_Provided material_:
========

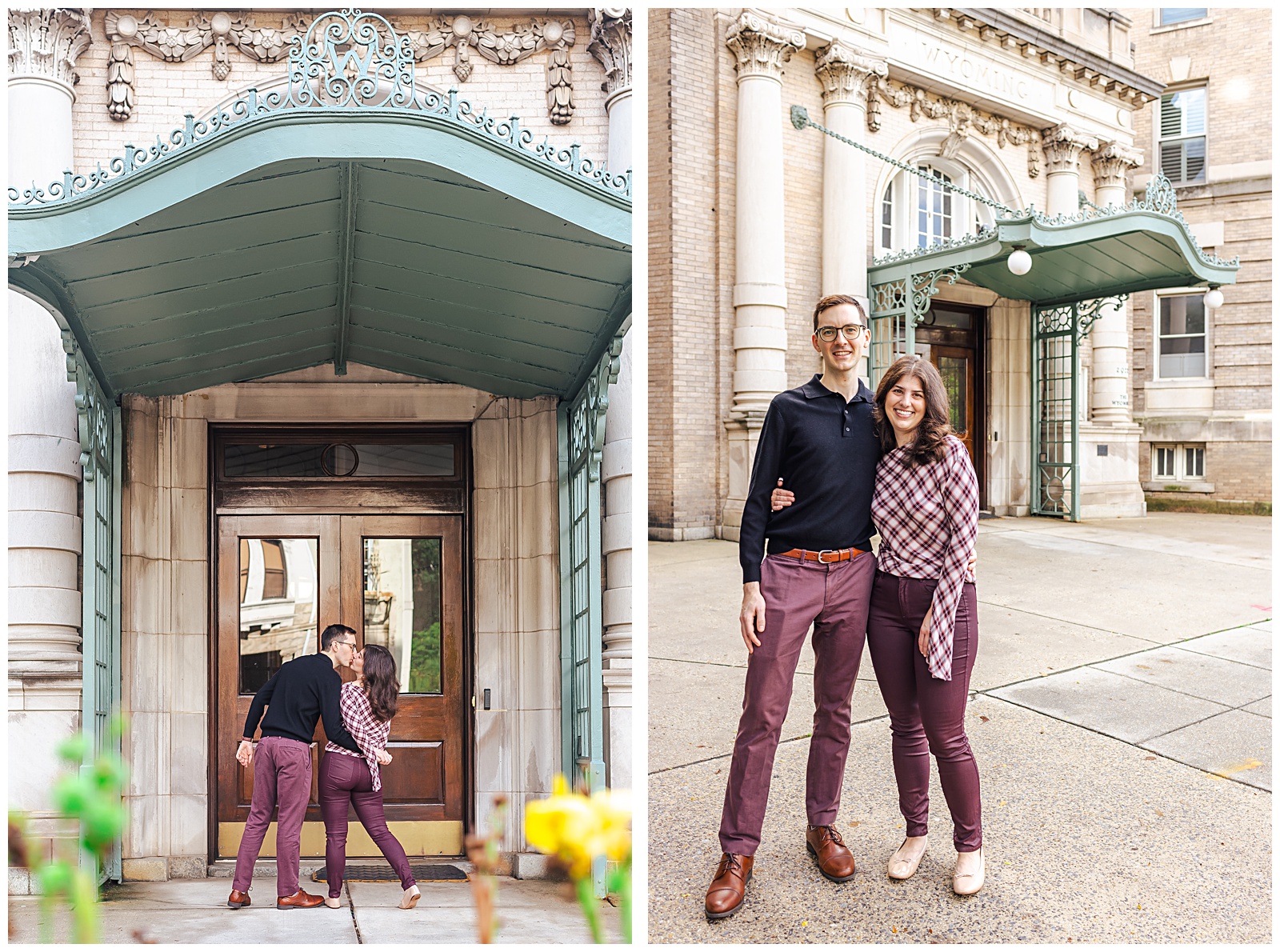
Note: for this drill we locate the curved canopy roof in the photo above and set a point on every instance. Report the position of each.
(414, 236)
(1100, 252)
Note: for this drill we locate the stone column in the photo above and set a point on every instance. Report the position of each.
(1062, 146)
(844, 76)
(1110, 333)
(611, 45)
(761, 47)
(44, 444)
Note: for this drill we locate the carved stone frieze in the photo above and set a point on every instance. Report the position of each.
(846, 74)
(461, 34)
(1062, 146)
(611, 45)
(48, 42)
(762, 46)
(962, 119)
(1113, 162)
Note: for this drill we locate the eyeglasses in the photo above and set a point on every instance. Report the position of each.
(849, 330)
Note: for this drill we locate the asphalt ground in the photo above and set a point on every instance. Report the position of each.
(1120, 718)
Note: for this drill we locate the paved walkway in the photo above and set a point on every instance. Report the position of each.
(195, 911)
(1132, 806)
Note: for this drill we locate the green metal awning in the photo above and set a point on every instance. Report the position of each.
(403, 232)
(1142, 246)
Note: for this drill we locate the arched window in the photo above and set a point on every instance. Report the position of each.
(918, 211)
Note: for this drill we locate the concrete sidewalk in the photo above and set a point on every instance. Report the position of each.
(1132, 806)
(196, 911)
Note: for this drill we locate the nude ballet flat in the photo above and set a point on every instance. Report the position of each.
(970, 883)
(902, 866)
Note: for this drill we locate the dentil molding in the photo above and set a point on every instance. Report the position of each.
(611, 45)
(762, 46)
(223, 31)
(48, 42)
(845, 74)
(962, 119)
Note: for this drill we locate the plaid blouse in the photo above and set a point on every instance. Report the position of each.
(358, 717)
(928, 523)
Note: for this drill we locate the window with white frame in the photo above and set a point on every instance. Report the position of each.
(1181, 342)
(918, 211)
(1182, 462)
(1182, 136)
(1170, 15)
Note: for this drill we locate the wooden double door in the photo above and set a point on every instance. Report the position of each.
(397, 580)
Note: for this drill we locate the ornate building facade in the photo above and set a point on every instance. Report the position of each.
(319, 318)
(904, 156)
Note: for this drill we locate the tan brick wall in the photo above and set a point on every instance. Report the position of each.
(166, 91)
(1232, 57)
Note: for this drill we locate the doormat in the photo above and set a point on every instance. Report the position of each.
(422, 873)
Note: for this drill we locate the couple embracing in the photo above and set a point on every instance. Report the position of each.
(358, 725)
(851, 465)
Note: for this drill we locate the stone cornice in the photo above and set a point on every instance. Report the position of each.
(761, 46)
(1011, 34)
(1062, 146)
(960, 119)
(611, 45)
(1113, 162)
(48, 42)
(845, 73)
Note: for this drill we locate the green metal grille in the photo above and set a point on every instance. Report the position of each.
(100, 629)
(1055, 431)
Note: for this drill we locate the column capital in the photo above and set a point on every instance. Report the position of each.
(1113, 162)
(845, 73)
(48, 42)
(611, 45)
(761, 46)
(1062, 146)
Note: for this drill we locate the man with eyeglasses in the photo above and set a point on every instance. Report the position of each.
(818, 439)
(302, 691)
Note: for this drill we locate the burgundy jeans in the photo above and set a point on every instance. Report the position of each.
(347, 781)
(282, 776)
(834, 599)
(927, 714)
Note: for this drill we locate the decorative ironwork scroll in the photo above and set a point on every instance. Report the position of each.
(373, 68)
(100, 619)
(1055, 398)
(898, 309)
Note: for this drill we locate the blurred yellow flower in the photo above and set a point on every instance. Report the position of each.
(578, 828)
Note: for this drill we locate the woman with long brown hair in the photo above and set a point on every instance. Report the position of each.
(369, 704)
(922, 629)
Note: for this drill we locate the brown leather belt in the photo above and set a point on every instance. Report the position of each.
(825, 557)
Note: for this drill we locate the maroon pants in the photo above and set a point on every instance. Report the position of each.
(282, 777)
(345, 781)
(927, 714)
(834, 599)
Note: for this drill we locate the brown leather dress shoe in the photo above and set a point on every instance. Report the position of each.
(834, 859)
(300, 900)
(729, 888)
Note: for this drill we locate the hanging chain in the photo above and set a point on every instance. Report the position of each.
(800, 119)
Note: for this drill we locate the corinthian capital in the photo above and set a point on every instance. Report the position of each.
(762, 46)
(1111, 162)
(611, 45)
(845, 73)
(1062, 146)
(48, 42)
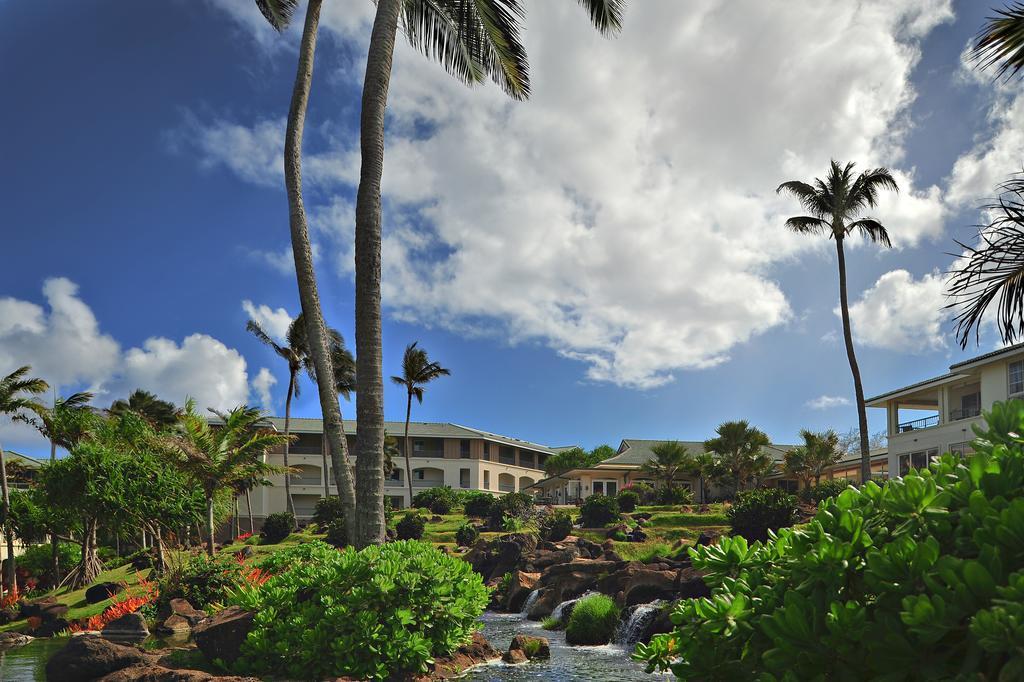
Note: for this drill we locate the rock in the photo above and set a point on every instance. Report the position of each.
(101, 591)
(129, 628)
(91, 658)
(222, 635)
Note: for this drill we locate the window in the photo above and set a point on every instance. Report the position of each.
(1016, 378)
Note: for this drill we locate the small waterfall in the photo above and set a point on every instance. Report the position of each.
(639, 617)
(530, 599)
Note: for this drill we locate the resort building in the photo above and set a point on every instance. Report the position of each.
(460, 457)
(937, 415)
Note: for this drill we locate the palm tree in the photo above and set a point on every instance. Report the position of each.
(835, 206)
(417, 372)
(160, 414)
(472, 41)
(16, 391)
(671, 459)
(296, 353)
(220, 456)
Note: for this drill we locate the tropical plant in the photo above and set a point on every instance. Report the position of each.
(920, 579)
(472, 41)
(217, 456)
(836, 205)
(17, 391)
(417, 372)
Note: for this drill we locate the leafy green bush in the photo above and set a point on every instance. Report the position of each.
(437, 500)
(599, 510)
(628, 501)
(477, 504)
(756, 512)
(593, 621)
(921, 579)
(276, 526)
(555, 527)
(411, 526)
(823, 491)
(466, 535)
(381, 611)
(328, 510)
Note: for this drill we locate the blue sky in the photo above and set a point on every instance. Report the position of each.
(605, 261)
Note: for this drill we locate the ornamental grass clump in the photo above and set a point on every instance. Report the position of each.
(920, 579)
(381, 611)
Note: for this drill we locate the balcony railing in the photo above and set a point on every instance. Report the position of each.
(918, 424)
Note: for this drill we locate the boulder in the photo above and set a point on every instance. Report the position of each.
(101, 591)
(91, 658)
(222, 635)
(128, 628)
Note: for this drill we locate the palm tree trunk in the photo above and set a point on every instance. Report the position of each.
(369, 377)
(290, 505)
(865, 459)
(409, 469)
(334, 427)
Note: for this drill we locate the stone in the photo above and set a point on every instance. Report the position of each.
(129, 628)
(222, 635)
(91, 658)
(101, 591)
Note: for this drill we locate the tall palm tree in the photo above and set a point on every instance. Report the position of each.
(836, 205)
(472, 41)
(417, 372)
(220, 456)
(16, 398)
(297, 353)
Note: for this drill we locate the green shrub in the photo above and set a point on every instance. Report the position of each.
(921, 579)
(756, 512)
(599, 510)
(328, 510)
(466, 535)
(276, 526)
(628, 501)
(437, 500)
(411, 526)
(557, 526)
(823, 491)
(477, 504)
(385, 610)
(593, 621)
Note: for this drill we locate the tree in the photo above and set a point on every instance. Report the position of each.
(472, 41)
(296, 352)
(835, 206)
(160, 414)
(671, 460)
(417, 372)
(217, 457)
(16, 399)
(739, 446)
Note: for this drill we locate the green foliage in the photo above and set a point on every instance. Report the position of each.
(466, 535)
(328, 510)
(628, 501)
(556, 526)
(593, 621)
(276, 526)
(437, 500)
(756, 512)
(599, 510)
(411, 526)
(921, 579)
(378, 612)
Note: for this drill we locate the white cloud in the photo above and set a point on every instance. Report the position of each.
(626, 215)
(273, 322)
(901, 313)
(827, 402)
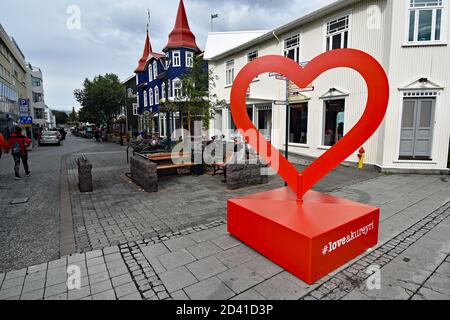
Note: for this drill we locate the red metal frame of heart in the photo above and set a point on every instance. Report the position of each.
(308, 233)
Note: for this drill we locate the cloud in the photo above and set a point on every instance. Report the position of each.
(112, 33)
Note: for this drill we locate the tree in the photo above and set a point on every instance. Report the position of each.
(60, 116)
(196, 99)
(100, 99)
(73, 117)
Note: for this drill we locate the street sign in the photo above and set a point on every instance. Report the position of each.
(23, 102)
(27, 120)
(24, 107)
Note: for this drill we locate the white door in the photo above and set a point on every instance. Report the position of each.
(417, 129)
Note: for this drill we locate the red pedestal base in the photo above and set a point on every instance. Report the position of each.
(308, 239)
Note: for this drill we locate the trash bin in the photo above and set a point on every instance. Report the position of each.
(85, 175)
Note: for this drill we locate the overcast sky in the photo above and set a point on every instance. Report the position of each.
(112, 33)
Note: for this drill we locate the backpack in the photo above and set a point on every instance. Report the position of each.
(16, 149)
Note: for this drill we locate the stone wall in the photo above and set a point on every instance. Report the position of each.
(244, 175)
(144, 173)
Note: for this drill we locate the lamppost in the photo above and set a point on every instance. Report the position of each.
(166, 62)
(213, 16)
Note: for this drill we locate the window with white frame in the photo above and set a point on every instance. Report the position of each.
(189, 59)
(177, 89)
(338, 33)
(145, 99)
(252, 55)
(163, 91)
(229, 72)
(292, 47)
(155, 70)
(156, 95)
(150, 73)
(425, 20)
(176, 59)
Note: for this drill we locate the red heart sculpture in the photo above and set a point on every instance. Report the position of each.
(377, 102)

========

_Problem statement_: Starting at the line that contains "Note: for this drill we locate the street", reproduce each line through the end of the records exactly, both ends included.

_Response to this task_:
Note: for this drill we locate the street sign in the photo above and set a point on every instance. Report the position of each.
(23, 102)
(27, 120)
(24, 107)
Note: for this drill we locate the white door in the photo above and set a point on every instance. Report the position of each.
(417, 129)
Note: for this drill we locate the red pedestal base in the photo above and set a point on every instance. Report the position of each.
(308, 239)
Note: for this drill we locate the trash bin in the photo above and set a point on every instance. Report the position of each.
(85, 175)
Note: for this drill we locate the overcast sky in the photo above and set a point on every instance. Report the position of each.
(112, 33)
Note: for this drill we locate the backpack in the photo above and set a point on every instance. Report the position of each.
(16, 149)
Note: for this drill we locate the stone wall in the photo above and set a point on every instance. Report the position of each.
(244, 175)
(144, 173)
Note: for this drill we locate the lamppost in the photo above and set a point on every instance. Report the position of each.
(166, 62)
(213, 16)
Note: for this drill we locate the window with white frame in the photo above and set a point on every instance. Report the position of each.
(189, 59)
(177, 89)
(338, 33)
(145, 99)
(252, 55)
(163, 91)
(229, 72)
(292, 47)
(155, 70)
(156, 95)
(150, 73)
(425, 20)
(176, 59)
Note: for this drill we locate the red heart sculpture in the photo above and set a point on every instance. Report the position of each.
(377, 102)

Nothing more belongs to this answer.